- [ACTIVITY LIST]
a) Return the section of the C-17 passage starting at "For cargo operations" and ending at "with palletized cargo.", copied word for word.
b) Resume the C-17 passage after its last sentence.

The Boeing C-17 Globemaster III is a strategic transport aircraft, able to airlift cargo close to a battle area. The size and weight of U.S. mechanized firepower and equipment have grown in recent decades from increased air mobility requirements, particularly for large or heavy non-palletized outsize cargo. It has a length of 174 feet (53 m) and a wingspan of 169 feet 10 inches (51.77 m), and uses about 8% composite materials, mostly in secondary structure and control surfaces.

The C-17 is powered by four Pratt & Whitney F117-PW-100 turbofan engines, which are based on the commercial Pratt and Whitney PW2040 used on the Boeing 757. Each engine is rated at 40,400 lbf (180 kN) of thrust. The engine's thrust reversers direct engine exhaust air upwards and forward, reducing the chances of foreign object damage by ingestion of runway debris, and providing enough reverse thrust to back up the aircraft while taxiing. The thrust reversers can also be used in flight at idle-reverse for added drag in maximum-rate descents. In vortex surfing tests performed by two C-17s, up to 10% fuel savings were reported.

For cargo operations the C-17 requires a crew of three: pilot, copilot, and loadmaster. The cargo compartment is 88 feet (27 m) long by 18 feet (5.5 m) wide by 12 feet 4 inches (3.76 m) high. The cargo floor has rollers for palletized cargo, but it can be flipped to provide a flat floor suitable for vehicles and other rolling stock. Cargo is loaded through a large aft ramp that accommodates rolling stock, such as a 69-ton (63-metric ton) M1 Abrams main battle tank, other armored vehicles, trucks, and trailers, along with palletized cargo.

- [INFORMATION SHOWN]
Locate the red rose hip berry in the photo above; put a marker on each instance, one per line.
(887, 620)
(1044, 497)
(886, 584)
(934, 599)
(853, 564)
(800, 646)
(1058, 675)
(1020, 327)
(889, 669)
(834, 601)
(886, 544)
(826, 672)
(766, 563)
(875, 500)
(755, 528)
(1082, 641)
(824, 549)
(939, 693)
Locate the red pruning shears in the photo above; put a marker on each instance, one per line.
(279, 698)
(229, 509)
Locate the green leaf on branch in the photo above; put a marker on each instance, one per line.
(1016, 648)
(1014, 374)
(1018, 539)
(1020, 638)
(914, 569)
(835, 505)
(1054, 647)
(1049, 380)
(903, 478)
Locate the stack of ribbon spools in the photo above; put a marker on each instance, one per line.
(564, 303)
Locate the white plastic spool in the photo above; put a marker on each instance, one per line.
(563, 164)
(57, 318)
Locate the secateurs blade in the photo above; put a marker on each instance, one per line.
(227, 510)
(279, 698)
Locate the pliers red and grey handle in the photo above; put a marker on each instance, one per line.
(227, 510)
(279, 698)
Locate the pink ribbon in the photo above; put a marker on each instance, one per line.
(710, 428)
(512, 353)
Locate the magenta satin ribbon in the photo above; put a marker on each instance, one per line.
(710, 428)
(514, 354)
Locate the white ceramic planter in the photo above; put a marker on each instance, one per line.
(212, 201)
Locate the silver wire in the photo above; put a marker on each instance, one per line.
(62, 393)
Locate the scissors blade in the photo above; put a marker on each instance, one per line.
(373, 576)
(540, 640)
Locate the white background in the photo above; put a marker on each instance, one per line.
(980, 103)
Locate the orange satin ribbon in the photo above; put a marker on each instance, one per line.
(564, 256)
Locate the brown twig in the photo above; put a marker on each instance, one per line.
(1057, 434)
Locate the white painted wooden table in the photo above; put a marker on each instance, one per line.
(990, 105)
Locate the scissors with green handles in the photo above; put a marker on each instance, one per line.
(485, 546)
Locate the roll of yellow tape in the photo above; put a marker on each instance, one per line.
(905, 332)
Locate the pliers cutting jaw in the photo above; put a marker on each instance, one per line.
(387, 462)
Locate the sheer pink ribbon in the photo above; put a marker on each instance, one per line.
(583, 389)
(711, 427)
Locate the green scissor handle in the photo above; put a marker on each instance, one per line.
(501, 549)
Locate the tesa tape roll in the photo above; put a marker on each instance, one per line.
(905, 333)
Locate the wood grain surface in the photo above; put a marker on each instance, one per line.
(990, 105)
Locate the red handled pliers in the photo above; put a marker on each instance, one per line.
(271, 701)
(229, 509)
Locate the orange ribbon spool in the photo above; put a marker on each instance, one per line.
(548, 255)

--

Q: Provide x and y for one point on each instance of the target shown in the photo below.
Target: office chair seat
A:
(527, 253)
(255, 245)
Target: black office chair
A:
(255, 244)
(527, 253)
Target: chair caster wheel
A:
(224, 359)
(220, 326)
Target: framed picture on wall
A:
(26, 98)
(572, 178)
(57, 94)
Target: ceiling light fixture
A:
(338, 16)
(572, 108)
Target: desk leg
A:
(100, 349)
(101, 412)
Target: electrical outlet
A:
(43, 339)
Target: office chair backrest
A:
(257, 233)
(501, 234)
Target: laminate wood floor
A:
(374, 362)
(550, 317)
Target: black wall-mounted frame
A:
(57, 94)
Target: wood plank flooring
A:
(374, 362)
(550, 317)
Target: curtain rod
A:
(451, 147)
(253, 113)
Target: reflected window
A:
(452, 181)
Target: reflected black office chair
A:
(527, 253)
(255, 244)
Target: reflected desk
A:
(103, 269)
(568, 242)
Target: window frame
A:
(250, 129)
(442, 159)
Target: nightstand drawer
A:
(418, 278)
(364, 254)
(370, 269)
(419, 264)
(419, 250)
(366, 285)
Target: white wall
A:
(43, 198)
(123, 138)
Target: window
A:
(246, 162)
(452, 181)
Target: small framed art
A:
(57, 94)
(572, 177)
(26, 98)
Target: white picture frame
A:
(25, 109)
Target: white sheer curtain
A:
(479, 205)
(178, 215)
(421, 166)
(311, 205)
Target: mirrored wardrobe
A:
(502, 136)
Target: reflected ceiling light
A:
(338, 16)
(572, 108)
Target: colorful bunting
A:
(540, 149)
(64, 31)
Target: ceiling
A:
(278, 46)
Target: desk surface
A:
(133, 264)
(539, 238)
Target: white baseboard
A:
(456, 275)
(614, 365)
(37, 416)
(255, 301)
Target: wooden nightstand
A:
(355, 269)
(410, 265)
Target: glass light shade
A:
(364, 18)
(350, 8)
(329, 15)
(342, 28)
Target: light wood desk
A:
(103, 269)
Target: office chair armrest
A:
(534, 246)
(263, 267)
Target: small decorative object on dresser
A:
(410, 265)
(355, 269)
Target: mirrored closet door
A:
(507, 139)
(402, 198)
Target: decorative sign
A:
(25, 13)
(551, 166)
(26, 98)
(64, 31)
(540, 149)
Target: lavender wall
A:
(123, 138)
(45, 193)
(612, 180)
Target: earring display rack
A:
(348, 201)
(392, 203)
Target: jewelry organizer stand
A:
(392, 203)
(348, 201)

- [WRITTEN ANSWERS]
a)
For cargo operations the C-17 requires a crew of three: pilot, copilot, and loadmaster. The cargo compartment is 88 feet (27 m) long by 18 feet (5.5 m) wide by 12 feet 4 inches (3.76 m) high. The cargo floor has rollers for palletized cargo, but it can be flipped to provide a flat floor suitable for vehicles and other rolling stock. Cargo is loaded through a large aft ramp that accommodates rolling stock, such as a 69-ton (63-metric ton) M1 Abrams main battle tank, other armored vehicles, trucks, and trailers, along with palletized cargo.

b)
Maximum payload of the C-17 is 170,900 pounds (77,500 kg; 85.5 short tons), and its maximum takeoff weight is 585,000 pounds (265,000 kg). With a payload of 160,000 pounds (73,000 kg) and an initial cruise altitude of 28,000 ft (8,500 m), the C-17 has an unrefueled range of about 2,400 nautical miles (4,400 kilometers) on the first 71 aircraft, and 2,800 nautical miles (5,200 kilometers) on all subsequent extended-range models that include a sealed center wing bay as a fuel tank. Boeing informally calls these aircraft the C-17 ER. The C-17's cruise speed is about 450 knots (830 km/h) (Mach 0.74). It is designed to airdrop 102 paratroopers and their equipment.

The C-17 is designed to operate from runways as short as 3,500 ft (1,100 m) and as narrow as 90 ft (27 m). The C-17 can also operate from unpaved, unimproved runways (although with greater chance to damage the aircraft). The thrust reversers can be used to move the aircraft backwards and reverse direction on narrow taxiways using a three- (or more) point turn. The plane is designed for 20 man-hours of maintenance per flight hour, and a 74% mission availability rate.